**Tasks for this exercise**
[1] According to the blog post on tax loopholes, what income makes a single taxpayer too high-earning to contribute directly to a Roth IRA?
[2] Continue the blog post on tax loopholes from its last sentence.

Wills, Trusts & Estates Prof Blog

Editor: Gerry W. Beyer
Texas Tech Univ. School of Law

Wednesday, June 3, 2020

23 Ridiculous Tax Loopholes

Tax-LoopholesThe IRS allows tax deductions in order to promote certain behaviors like saving for retirement and it is your right to know about the ones you are entitled to. Contrary to what many people think, you do not have to be rich to take advantage of tax loopholes. Ordinary people like married couples, single people, and even poor people can take advantage of tax loopholes. 

Here are a few of the loopholes available:

The 529 Plan Double Dip Loophole

When you use a 529 plan to pay for college expenses, you don't have to pay taxes on the amount you earned from what you invested. If you qualify based on income limits, you can take advantage of the American opportunity tax credit or the lifetime earning credit. 

The Backdoor Roth IRA Loophole

There are some income restrictions for people who contribute to a Roth IRA, but there's a way around these restrictions. If you earn more than $139,000 for a single taxpayer or $206,000 as a couple, you make too much to contribute directly to a Roth IRA. However, you can contribute to a traditional IRA. You can then convert the regular IRA into a Roth IRA. When you retire you can withdraw from your Roth without paying income taxes when you take the money out.

**Data extract**
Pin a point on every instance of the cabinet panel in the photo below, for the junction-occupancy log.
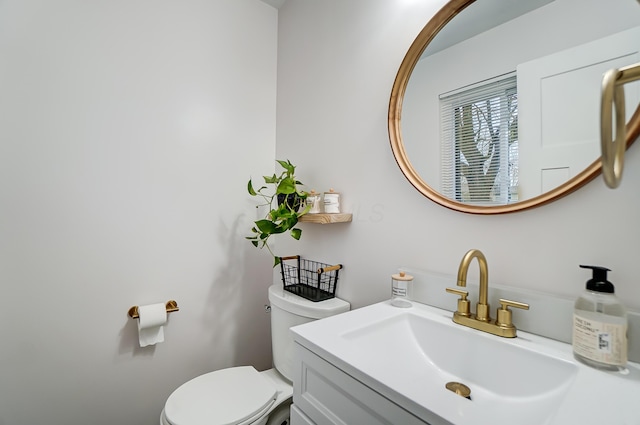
(299, 418)
(328, 396)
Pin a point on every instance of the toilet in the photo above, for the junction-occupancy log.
(242, 395)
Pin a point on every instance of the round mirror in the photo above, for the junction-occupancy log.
(496, 105)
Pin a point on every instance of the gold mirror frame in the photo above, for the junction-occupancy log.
(428, 33)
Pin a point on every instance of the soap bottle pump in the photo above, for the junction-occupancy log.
(600, 324)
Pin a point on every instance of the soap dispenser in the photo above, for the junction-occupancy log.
(600, 324)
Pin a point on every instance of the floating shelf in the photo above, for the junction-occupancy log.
(325, 218)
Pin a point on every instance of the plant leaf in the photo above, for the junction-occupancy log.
(271, 180)
(296, 233)
(250, 188)
(287, 186)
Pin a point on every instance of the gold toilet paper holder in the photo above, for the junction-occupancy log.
(171, 306)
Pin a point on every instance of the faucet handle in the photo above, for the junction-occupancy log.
(464, 308)
(504, 314)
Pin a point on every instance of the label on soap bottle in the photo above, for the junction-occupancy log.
(603, 342)
(399, 288)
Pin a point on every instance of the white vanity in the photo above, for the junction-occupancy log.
(386, 365)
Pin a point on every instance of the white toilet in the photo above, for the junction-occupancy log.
(242, 395)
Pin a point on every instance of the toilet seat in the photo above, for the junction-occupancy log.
(234, 396)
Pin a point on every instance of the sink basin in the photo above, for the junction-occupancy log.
(490, 366)
(409, 356)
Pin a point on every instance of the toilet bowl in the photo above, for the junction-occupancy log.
(242, 395)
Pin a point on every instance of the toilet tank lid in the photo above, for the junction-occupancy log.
(226, 396)
(302, 307)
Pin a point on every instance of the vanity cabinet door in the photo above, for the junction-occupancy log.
(328, 396)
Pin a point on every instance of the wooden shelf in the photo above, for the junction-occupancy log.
(325, 218)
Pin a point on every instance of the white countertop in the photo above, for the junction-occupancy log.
(590, 397)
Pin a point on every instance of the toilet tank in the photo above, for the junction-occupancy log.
(289, 310)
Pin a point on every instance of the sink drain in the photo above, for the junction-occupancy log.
(459, 388)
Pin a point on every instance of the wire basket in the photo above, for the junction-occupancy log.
(312, 280)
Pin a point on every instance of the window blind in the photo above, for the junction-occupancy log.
(479, 142)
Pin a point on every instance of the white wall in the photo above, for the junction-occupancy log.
(128, 130)
(336, 66)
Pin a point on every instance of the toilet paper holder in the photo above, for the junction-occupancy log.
(171, 306)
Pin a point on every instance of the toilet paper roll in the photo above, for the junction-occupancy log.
(151, 323)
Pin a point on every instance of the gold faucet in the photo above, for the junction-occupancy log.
(503, 325)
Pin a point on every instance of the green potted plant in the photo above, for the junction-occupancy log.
(285, 201)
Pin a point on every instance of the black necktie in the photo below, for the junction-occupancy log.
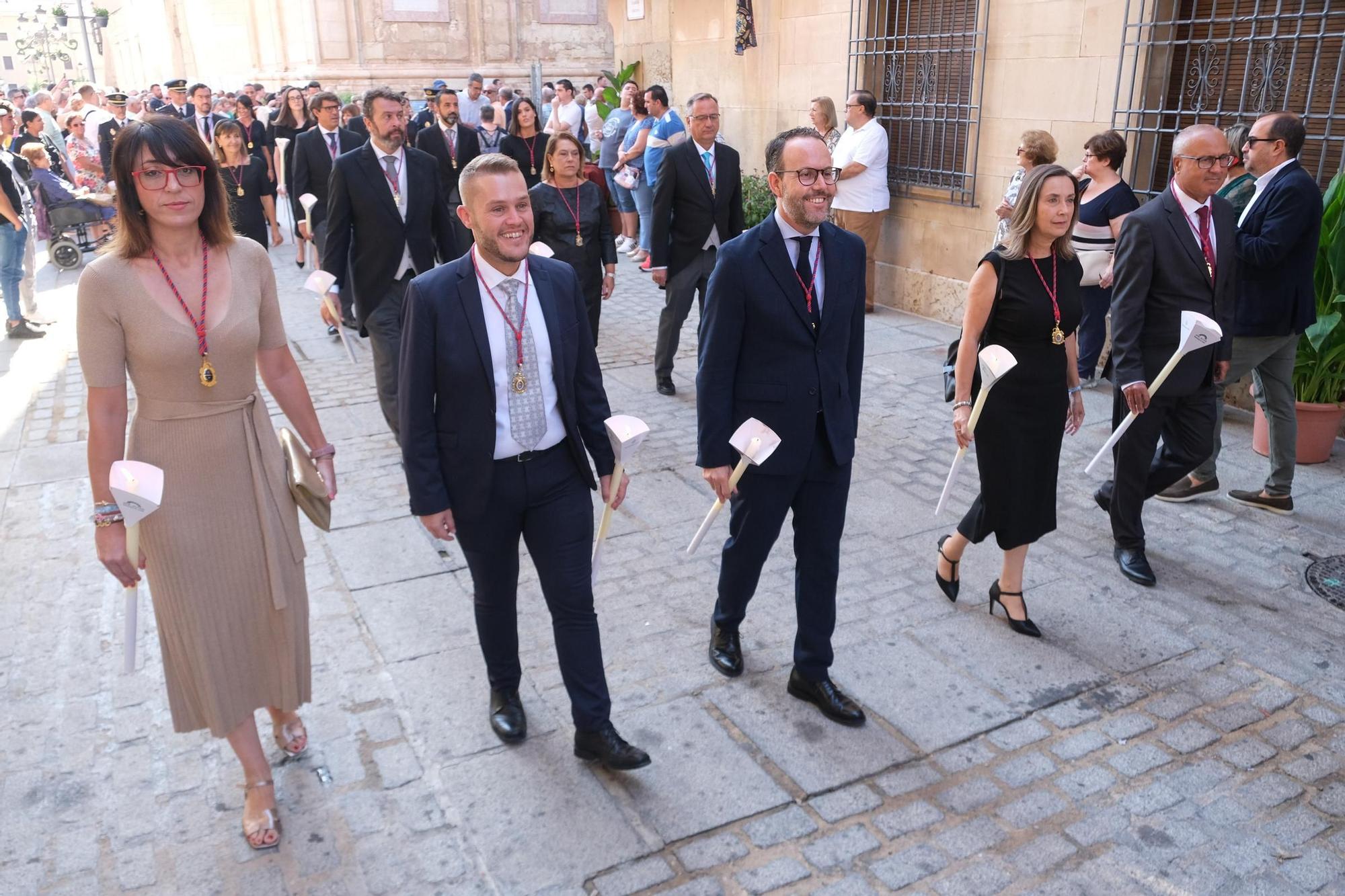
(804, 267)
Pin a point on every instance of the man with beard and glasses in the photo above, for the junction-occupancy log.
(501, 397)
(783, 342)
(385, 224)
(453, 145)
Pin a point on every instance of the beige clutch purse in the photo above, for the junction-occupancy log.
(306, 485)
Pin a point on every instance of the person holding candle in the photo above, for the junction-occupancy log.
(571, 217)
(224, 552)
(1026, 298)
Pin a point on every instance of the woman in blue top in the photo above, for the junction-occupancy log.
(1105, 201)
(633, 158)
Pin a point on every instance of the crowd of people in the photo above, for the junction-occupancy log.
(473, 245)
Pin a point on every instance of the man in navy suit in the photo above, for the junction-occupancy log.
(500, 397)
(1277, 302)
(783, 342)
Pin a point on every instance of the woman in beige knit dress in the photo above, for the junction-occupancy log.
(224, 553)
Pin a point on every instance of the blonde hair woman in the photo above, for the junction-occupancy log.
(224, 552)
(1035, 149)
(822, 114)
(1026, 298)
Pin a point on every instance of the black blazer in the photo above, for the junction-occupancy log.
(685, 210)
(431, 139)
(1160, 272)
(1277, 252)
(446, 396)
(107, 131)
(194, 120)
(314, 169)
(759, 357)
(367, 231)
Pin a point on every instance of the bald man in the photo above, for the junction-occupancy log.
(1176, 253)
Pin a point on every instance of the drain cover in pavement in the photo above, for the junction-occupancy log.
(1327, 576)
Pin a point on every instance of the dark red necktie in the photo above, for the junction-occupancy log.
(1206, 245)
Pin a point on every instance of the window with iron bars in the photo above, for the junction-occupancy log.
(1225, 63)
(925, 63)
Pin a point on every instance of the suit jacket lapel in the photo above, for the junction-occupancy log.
(375, 171)
(471, 298)
(778, 263)
(1187, 237)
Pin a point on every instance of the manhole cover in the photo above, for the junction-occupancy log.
(1327, 576)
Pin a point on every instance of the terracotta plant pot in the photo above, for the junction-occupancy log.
(1317, 428)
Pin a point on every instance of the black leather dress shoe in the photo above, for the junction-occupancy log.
(726, 651)
(1136, 567)
(828, 697)
(607, 747)
(509, 721)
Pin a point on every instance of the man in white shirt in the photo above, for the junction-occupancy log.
(863, 196)
(567, 115)
(470, 104)
(498, 430)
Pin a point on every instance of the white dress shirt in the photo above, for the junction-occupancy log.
(714, 241)
(505, 356)
(816, 260)
(1261, 188)
(868, 190)
(571, 114)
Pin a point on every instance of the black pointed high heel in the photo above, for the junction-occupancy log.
(948, 585)
(1026, 626)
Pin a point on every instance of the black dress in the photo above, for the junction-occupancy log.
(278, 132)
(1024, 419)
(245, 212)
(553, 222)
(531, 155)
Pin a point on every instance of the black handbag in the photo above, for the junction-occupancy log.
(950, 362)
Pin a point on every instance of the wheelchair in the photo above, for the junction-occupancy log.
(65, 229)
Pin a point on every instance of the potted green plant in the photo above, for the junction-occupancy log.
(1320, 366)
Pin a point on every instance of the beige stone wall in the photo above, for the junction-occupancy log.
(1050, 64)
(352, 45)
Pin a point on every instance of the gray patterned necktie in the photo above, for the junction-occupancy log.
(527, 416)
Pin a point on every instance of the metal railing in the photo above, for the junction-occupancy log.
(925, 63)
(1223, 63)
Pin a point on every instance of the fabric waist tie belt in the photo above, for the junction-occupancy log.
(270, 491)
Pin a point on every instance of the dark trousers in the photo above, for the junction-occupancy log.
(1093, 329)
(818, 498)
(548, 503)
(1187, 425)
(385, 339)
(680, 291)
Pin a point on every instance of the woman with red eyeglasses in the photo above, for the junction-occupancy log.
(192, 314)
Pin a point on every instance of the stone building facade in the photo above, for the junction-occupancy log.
(352, 45)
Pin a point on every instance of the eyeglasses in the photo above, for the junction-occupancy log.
(1206, 163)
(158, 178)
(809, 177)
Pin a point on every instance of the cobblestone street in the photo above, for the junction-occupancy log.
(1187, 739)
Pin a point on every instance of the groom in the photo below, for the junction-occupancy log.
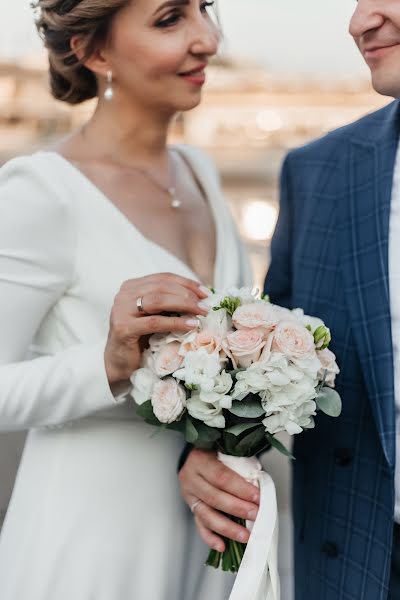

**Results of the exercise**
[1] More than $139,000.

[2]
Carried Interest Loophole

This one is for hedge fund managers that get their income from funds whose profits are considered carried interest realized over the long term, so their income is taxed at the long-term capital gains rate instead of the standard income tax rate.

Click the link below for the other 20 loopholes, there may be a few you can take advantage of!

See Brian Nelson, 23 Ridiculous Tax Loopholes, GO Banking Rates, June 2, 2020. 

Special thanks to Jim Hillhouse (Professional Legal Marketing (PLM, Inc.)) for bringing this article to my attention.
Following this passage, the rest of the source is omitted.